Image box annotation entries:
──────
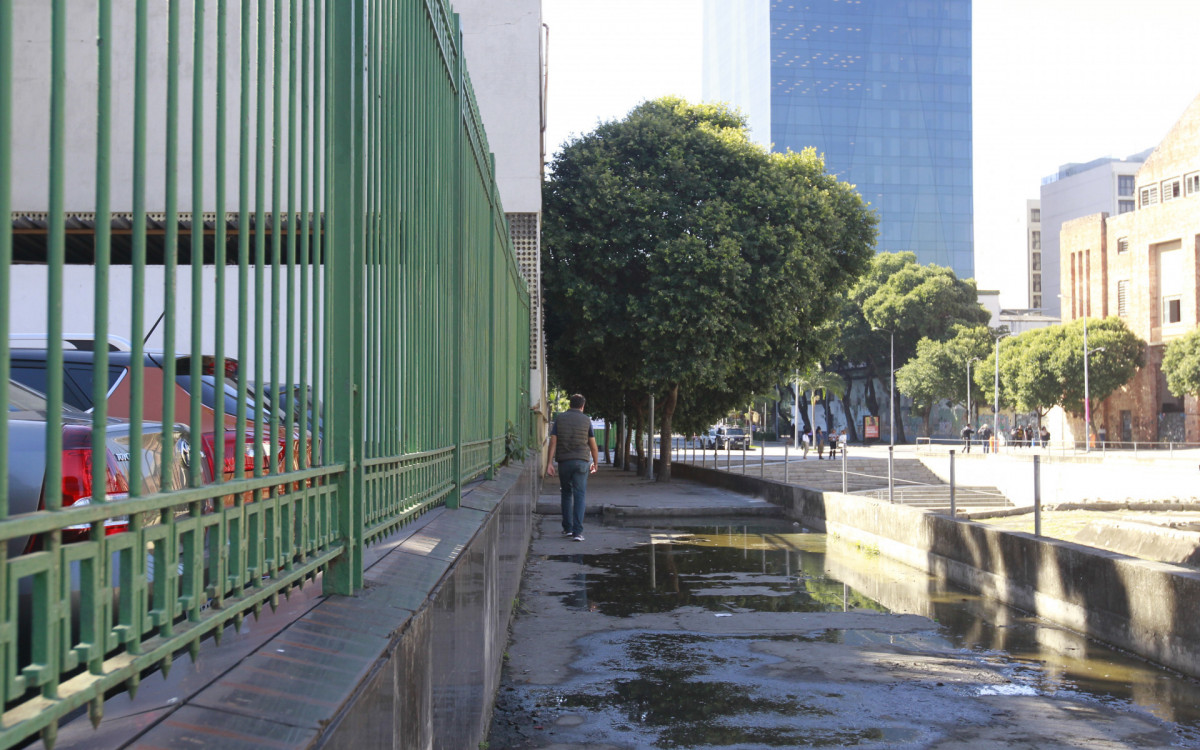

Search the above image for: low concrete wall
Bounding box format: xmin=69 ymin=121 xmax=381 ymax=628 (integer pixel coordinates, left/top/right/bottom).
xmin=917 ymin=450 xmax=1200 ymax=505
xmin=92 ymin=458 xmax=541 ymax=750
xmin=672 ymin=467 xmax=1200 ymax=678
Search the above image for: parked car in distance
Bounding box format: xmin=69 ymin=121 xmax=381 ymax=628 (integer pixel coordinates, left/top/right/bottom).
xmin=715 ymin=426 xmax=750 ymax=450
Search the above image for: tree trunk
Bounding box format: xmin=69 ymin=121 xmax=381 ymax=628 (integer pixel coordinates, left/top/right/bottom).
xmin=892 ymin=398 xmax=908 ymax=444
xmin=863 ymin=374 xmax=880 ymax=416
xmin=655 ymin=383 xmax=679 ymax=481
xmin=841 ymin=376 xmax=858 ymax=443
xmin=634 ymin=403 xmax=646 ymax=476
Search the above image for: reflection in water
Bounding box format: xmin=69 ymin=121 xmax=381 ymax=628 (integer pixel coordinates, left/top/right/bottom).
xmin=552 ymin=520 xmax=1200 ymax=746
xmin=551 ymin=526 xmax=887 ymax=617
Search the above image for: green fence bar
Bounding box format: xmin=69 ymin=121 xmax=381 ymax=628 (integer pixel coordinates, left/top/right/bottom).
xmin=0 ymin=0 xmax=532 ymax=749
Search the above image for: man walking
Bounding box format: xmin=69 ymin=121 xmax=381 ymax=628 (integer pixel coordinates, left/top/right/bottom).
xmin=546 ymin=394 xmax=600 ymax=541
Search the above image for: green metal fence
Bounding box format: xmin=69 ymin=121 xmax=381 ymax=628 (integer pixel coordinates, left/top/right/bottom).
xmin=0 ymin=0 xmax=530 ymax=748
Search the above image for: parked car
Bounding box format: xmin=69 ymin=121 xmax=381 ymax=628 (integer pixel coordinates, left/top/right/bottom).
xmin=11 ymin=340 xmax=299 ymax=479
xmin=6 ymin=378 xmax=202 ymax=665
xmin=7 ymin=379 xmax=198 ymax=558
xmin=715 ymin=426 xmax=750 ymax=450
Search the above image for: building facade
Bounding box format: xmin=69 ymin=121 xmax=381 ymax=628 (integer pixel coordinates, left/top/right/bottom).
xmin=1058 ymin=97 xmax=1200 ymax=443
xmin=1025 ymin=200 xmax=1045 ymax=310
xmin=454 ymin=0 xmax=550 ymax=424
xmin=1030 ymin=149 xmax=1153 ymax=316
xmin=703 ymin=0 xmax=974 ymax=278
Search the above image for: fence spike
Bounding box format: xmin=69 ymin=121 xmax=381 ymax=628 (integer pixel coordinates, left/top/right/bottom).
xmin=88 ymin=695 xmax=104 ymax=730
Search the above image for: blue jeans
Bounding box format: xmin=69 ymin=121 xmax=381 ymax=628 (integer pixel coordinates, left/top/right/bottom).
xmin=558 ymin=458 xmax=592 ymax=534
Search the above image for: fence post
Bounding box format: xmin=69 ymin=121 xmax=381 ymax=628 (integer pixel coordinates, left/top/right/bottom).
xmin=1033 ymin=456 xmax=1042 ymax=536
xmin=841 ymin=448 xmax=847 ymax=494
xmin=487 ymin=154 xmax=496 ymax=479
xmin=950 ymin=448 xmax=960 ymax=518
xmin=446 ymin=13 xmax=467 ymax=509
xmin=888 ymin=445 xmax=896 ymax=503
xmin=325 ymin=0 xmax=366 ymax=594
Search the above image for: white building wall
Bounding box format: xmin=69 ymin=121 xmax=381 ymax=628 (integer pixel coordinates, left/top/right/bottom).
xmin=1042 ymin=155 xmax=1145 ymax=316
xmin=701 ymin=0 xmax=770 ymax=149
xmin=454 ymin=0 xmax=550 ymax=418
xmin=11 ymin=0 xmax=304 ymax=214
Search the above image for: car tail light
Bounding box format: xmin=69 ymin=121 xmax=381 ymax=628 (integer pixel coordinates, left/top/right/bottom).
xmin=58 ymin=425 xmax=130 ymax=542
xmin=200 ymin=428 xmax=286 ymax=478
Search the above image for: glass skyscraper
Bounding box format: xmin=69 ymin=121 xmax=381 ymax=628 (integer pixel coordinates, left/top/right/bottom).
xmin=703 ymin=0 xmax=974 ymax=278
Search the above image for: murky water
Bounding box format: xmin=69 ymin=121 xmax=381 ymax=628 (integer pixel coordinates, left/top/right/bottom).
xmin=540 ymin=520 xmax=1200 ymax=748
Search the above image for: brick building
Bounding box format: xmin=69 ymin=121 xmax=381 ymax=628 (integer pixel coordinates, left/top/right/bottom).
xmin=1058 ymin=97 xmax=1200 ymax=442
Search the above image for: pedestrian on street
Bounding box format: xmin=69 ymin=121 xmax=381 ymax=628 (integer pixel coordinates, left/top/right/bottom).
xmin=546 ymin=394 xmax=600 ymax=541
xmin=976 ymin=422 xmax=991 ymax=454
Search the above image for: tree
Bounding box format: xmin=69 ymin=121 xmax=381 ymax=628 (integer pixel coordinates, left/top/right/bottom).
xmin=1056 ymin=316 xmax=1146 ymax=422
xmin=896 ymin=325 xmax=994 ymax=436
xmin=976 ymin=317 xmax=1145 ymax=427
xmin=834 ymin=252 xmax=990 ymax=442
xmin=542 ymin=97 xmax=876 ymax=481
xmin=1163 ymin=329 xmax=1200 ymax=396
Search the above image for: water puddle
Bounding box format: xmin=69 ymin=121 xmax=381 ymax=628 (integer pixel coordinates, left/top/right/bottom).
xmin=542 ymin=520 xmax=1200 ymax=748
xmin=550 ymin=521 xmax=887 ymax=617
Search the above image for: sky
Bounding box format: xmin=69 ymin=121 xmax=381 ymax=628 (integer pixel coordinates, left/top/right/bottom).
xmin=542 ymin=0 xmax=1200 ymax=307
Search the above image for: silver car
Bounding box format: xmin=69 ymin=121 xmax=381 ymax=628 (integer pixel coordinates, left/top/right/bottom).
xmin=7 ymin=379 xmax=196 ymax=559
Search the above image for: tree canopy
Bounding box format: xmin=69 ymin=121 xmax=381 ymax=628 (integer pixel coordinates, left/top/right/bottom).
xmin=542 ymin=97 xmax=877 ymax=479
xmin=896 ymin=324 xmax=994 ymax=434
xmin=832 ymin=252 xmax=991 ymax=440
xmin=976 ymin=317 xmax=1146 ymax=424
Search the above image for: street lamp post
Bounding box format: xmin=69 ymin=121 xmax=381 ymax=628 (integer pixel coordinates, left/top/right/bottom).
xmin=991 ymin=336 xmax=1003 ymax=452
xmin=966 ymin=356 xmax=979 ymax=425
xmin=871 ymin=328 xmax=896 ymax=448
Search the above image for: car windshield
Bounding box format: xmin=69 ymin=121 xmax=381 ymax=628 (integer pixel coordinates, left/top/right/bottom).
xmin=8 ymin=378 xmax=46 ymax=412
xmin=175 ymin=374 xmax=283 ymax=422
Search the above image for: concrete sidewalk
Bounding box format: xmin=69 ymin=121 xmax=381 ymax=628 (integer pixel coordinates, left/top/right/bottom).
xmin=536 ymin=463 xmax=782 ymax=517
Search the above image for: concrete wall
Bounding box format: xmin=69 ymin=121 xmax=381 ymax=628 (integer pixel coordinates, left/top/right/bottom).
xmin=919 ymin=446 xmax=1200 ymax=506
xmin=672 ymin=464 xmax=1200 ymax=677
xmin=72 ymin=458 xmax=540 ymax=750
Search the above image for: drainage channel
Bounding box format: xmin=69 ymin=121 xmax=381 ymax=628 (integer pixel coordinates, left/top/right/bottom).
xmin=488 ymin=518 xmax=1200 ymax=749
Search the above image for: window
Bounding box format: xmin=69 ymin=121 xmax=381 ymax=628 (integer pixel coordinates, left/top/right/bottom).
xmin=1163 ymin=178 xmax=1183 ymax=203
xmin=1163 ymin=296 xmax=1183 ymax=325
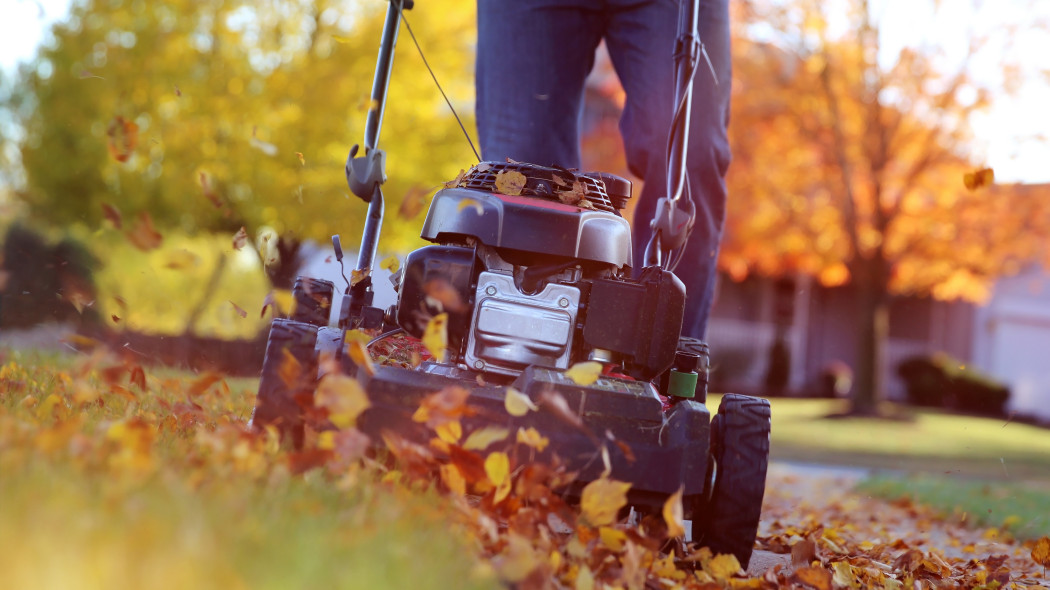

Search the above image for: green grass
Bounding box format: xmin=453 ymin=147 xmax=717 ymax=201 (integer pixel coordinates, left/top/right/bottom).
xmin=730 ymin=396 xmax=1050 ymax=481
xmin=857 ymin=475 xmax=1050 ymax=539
──────
▶ Brief:
Change "silver car" to "gray car" in the stretch of entries from the line containing "Search the above image for: pedestrian" through the line containing "xmin=976 ymin=317 xmax=1146 ymax=424", leaving everything else as it is. Return only those lines.

▶ Exercise response:
Search the above image for: pedestrian on street
Bounding box format: xmin=69 ymin=121 xmax=381 ymax=628 (integer pixel coordinates, left/top/right/bottom).
xmin=546 ymin=394 xmax=600 ymax=541
xmin=976 ymin=422 xmax=991 ymax=454
Search the above image for: tree
Bounding box format: xmin=69 ymin=121 xmax=381 ymax=628 (integer pixel coordinates, left/top/right/bottom).
xmin=1056 ymin=316 xmax=1146 ymax=422
xmin=896 ymin=325 xmax=994 ymax=436
xmin=976 ymin=317 xmax=1145 ymax=427
xmin=834 ymin=252 xmax=990 ymax=442
xmin=542 ymin=97 xmax=876 ymax=481
xmin=1163 ymin=329 xmax=1200 ymax=396
Search the above image for: water puddle
Bounding box format: xmin=69 ymin=121 xmax=381 ymax=628 (integer pixel coordinates, left/top/right/bottom).
xmin=542 ymin=520 xmax=1200 ymax=748
xmin=550 ymin=521 xmax=887 ymax=617
Search the above image for: sky
Bounding box format: xmin=69 ymin=121 xmax=381 ymax=628 (integer pixel coordinates, left/top/right/bottom).
xmin=542 ymin=0 xmax=1200 ymax=307
Search the above image for: gray car
Bounding box format: xmin=69 ymin=121 xmax=381 ymax=628 (integer pixel coordinates, left/top/right/bottom).
xmin=7 ymin=379 xmax=196 ymax=559
Search the above image for: tree canopy
Bounding box format: xmin=69 ymin=121 xmax=381 ymax=628 (integer pixel coordinates, left/top/right/bottom).
xmin=542 ymin=97 xmax=877 ymax=479
xmin=896 ymin=324 xmax=994 ymax=434
xmin=832 ymin=252 xmax=991 ymax=440
xmin=976 ymin=317 xmax=1146 ymax=424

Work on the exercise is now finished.